* _WHAT YOU NEED TO DO_
Anywhere the string "bush" shows up in the listing below, copy the line it is in.
============
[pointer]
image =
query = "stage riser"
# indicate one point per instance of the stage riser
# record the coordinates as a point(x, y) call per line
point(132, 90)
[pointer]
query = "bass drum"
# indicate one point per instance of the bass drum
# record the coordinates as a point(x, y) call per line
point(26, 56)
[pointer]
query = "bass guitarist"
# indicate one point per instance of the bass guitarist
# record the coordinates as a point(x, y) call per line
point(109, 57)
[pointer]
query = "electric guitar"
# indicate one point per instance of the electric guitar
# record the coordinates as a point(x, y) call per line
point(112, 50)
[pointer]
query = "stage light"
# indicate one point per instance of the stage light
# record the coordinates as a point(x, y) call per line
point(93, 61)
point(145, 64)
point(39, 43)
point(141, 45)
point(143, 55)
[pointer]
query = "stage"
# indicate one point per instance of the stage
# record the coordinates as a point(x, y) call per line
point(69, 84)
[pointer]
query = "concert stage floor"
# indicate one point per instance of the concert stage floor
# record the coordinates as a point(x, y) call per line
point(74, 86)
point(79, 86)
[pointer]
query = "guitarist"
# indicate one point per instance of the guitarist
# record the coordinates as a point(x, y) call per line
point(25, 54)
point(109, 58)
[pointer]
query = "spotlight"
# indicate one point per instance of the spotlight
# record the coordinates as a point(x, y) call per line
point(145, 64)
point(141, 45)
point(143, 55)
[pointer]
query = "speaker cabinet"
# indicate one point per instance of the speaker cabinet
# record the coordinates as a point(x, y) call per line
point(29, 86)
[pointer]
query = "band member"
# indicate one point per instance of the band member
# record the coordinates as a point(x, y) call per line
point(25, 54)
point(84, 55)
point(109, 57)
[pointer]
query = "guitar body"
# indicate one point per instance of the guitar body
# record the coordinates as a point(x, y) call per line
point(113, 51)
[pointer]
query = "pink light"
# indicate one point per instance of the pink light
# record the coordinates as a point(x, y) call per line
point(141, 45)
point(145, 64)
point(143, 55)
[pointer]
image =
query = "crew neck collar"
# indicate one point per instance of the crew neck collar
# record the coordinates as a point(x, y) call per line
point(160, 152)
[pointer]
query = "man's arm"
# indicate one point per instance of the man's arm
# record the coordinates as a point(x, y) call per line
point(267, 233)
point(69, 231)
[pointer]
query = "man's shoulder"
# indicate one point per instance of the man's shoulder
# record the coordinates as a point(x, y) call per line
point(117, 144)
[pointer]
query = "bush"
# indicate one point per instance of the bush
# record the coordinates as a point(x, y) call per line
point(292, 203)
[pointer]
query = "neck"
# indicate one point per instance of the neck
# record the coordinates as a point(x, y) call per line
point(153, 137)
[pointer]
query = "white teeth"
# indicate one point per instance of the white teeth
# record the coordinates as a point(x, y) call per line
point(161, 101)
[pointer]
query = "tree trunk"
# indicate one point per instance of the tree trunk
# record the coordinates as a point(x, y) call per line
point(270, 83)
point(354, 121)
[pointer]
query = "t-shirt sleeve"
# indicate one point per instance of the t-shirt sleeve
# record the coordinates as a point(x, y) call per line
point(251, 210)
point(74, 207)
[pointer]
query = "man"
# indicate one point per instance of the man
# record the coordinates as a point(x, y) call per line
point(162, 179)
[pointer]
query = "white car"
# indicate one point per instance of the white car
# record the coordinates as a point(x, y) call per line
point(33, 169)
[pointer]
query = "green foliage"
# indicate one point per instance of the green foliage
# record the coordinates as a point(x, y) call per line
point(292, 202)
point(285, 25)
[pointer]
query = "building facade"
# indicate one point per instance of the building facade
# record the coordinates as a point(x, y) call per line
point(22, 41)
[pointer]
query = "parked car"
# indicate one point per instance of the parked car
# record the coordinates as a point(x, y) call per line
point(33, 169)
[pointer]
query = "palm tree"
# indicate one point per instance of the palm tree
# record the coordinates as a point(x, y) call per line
============
* _TASK RESPONSE_
query = "bush"
# indicate one point per instance of the bush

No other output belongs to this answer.